▶ **TASK**: Write out each of the entries below word for word, leaving nothing out and changing nothing.

[Saved items]
^^^^^^^^^^^^^^^^
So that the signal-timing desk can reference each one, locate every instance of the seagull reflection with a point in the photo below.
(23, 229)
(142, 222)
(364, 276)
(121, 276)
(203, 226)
^^^^^^^^^^^^^^^^
▶ **OUTPUT BELOW**:
So that the signal-timing desk can reference each one, locate every instance of the seagull reflection with a point in the photo below.
(23, 229)
(142, 222)
(364, 276)
(121, 276)
(203, 226)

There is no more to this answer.